Your whole reply should be the lines from the one that contains "Keypoint placement for each instance of the cow's nose: set" through the last line of the listing, copied exactly.

▶ _MATERIAL FOR THE TASK_:
+ + +

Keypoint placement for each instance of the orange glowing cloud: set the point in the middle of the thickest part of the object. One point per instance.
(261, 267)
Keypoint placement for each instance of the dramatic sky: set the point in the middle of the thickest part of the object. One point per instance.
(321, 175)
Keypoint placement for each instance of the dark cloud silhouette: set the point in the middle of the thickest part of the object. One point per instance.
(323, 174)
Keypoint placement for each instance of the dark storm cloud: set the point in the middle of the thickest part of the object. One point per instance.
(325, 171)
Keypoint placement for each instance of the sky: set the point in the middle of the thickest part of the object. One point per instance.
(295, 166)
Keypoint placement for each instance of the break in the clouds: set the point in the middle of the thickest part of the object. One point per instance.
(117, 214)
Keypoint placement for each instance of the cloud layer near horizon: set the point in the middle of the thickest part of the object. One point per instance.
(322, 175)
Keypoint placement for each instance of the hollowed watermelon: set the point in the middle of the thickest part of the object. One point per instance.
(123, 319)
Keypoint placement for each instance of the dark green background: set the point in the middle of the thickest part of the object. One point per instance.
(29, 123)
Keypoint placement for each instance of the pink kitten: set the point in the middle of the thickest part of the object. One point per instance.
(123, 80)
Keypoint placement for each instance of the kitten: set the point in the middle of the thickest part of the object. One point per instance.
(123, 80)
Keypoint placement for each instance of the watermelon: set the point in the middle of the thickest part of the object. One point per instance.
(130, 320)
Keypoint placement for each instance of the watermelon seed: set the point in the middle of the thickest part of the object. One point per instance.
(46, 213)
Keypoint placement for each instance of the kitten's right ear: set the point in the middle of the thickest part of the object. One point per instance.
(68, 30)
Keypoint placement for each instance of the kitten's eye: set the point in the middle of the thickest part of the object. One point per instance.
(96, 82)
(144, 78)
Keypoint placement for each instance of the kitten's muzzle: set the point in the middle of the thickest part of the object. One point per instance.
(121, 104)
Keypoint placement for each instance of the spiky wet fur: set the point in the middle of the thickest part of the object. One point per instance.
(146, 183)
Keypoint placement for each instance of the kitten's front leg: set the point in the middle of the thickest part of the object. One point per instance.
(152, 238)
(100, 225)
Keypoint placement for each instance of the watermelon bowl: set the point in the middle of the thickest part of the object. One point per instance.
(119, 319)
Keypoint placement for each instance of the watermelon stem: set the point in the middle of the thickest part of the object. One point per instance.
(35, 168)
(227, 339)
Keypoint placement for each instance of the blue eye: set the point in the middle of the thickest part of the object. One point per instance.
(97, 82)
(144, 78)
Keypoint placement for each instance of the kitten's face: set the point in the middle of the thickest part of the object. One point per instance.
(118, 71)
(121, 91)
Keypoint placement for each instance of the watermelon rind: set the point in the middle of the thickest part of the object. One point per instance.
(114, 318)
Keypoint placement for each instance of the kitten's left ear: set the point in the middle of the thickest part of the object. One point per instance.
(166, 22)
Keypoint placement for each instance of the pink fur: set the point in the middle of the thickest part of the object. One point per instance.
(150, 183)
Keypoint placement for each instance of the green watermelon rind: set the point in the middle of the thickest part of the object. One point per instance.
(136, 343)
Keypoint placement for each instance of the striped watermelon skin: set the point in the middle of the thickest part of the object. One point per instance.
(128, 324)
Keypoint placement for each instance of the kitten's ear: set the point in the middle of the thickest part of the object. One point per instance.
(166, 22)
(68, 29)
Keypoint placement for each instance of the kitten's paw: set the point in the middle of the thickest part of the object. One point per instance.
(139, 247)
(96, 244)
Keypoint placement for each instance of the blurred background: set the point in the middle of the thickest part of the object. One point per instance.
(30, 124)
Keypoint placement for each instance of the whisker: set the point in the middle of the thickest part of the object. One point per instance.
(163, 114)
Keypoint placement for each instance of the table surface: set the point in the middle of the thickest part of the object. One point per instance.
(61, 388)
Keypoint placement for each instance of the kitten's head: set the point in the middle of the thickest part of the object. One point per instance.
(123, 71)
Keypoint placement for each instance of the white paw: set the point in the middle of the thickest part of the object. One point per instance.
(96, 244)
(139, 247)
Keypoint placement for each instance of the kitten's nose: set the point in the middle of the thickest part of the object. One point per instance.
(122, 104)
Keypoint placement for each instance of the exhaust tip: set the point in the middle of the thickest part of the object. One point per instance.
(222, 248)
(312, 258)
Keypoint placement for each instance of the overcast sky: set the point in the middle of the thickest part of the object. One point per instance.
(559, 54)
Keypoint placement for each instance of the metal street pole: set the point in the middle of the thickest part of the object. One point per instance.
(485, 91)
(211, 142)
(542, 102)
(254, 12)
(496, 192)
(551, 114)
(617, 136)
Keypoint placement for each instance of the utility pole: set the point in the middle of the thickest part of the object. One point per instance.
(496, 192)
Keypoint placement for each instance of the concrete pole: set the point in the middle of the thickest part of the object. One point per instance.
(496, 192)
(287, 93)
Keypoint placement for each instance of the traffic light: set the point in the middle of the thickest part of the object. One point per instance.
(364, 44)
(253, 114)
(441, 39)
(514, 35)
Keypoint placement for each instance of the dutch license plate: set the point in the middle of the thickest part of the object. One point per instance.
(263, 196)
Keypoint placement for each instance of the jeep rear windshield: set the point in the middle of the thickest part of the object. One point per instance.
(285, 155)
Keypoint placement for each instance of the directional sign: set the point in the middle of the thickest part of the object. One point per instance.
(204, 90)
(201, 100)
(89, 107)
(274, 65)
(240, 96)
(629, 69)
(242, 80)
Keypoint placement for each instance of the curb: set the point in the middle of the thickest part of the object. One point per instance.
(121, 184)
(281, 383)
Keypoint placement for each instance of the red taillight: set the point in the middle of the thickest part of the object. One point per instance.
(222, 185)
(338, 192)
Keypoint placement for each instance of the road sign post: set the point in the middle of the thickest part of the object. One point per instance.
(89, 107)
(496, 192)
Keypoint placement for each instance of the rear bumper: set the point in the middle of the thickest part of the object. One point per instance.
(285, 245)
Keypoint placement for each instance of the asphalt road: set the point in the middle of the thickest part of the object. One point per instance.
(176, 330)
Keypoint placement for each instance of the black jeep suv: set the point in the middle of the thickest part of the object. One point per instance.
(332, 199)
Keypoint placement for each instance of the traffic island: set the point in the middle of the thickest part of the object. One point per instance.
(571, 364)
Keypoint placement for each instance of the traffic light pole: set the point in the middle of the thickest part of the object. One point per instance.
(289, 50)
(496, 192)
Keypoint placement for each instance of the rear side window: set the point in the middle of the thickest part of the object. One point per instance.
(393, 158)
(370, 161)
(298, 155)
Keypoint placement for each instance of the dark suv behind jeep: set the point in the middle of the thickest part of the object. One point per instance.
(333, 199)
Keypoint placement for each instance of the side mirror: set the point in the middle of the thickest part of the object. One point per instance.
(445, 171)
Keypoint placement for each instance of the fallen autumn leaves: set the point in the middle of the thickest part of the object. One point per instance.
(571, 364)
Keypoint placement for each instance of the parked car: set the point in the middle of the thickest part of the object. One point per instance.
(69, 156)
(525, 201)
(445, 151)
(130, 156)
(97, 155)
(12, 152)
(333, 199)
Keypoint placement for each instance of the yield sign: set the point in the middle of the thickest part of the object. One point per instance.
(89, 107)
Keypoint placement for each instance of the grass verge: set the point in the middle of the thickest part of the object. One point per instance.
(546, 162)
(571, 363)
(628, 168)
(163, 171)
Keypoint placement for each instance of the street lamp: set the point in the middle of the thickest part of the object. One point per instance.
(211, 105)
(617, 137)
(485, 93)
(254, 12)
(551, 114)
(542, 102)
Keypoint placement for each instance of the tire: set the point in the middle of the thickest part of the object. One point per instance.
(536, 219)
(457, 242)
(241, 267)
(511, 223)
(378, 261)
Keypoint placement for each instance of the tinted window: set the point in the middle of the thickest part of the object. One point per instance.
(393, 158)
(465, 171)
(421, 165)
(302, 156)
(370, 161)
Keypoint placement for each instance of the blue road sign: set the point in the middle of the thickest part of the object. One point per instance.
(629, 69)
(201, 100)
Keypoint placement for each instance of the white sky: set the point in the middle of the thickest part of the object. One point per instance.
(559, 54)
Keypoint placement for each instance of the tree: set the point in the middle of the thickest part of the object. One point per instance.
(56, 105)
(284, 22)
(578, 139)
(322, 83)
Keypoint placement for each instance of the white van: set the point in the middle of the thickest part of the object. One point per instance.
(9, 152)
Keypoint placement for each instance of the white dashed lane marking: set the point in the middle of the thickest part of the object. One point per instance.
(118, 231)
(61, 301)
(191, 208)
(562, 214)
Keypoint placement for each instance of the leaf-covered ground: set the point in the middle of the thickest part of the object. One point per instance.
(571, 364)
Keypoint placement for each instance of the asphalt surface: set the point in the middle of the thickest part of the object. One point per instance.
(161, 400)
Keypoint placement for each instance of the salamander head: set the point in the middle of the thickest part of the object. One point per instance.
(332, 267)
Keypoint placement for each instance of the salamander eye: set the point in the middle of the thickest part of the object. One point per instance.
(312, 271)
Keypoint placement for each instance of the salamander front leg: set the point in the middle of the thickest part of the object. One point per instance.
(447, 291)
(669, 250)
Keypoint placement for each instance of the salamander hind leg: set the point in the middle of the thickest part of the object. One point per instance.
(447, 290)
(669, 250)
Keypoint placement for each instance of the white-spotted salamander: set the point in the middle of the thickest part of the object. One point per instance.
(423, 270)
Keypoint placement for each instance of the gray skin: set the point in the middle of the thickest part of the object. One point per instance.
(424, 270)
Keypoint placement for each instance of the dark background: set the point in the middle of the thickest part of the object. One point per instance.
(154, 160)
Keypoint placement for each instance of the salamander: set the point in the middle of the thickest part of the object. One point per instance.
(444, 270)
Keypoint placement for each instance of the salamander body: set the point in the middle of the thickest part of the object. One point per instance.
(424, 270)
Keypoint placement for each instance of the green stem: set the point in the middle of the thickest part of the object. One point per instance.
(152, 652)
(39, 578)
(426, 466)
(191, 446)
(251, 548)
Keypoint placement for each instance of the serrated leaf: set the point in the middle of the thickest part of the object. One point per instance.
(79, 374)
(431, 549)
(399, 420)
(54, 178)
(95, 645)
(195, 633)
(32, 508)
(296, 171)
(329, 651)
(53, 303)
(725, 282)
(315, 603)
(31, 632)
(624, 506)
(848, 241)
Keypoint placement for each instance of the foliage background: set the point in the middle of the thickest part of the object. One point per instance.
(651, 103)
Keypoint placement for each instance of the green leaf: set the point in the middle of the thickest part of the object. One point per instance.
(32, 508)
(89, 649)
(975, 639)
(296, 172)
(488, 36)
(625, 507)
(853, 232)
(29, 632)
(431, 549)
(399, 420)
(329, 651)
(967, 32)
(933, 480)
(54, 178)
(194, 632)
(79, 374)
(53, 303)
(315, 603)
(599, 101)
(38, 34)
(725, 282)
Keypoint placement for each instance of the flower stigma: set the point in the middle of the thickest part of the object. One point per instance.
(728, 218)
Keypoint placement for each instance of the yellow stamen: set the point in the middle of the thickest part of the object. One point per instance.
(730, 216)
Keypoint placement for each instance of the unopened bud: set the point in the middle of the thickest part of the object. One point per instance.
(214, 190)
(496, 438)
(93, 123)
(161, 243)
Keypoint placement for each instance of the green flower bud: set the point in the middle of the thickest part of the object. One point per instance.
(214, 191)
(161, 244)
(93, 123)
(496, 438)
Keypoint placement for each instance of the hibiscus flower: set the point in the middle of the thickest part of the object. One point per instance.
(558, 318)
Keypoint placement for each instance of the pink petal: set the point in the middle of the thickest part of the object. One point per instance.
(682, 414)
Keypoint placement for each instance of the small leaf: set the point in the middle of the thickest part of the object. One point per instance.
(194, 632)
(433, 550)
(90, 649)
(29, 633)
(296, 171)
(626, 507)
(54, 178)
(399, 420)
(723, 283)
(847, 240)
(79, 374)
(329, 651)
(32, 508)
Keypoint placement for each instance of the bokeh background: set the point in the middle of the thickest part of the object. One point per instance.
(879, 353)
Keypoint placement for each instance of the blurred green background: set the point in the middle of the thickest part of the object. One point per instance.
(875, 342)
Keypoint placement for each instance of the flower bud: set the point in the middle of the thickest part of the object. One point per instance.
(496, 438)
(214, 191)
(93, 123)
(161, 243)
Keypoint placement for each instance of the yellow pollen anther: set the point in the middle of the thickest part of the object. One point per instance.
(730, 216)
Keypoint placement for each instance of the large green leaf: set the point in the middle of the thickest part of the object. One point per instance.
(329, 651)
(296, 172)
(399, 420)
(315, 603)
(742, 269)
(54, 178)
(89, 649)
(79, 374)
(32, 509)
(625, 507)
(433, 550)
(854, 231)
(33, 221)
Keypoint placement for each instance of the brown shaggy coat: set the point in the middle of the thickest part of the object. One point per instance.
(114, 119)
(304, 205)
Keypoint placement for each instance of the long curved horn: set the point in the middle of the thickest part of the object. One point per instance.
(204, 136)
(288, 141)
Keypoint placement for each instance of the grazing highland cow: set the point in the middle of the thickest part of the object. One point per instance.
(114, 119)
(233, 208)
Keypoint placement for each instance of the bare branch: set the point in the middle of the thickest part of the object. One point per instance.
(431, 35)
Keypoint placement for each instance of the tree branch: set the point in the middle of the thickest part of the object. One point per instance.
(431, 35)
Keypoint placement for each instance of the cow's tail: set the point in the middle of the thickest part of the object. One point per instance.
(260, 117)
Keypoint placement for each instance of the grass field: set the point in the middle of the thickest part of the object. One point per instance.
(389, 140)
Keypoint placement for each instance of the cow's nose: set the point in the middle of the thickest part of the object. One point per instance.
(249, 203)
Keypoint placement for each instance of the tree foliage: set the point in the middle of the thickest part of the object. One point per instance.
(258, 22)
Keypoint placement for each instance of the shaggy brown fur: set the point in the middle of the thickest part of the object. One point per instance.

+ + +

▶ _SOLVED EXERCISE_:
Keypoint placement for each instance of the cow's nose: set the point in the middle of the thickest part of the object. One point per instance.
(249, 203)
Keypoint placement for each instance of the tree foliage: set the point in the middle of the thickest part of the object. One point per instance.
(258, 22)
Keypoint placement for each instance of the shaggy brown fur: set the point in the middle of the thickest part of the object. One point per instance.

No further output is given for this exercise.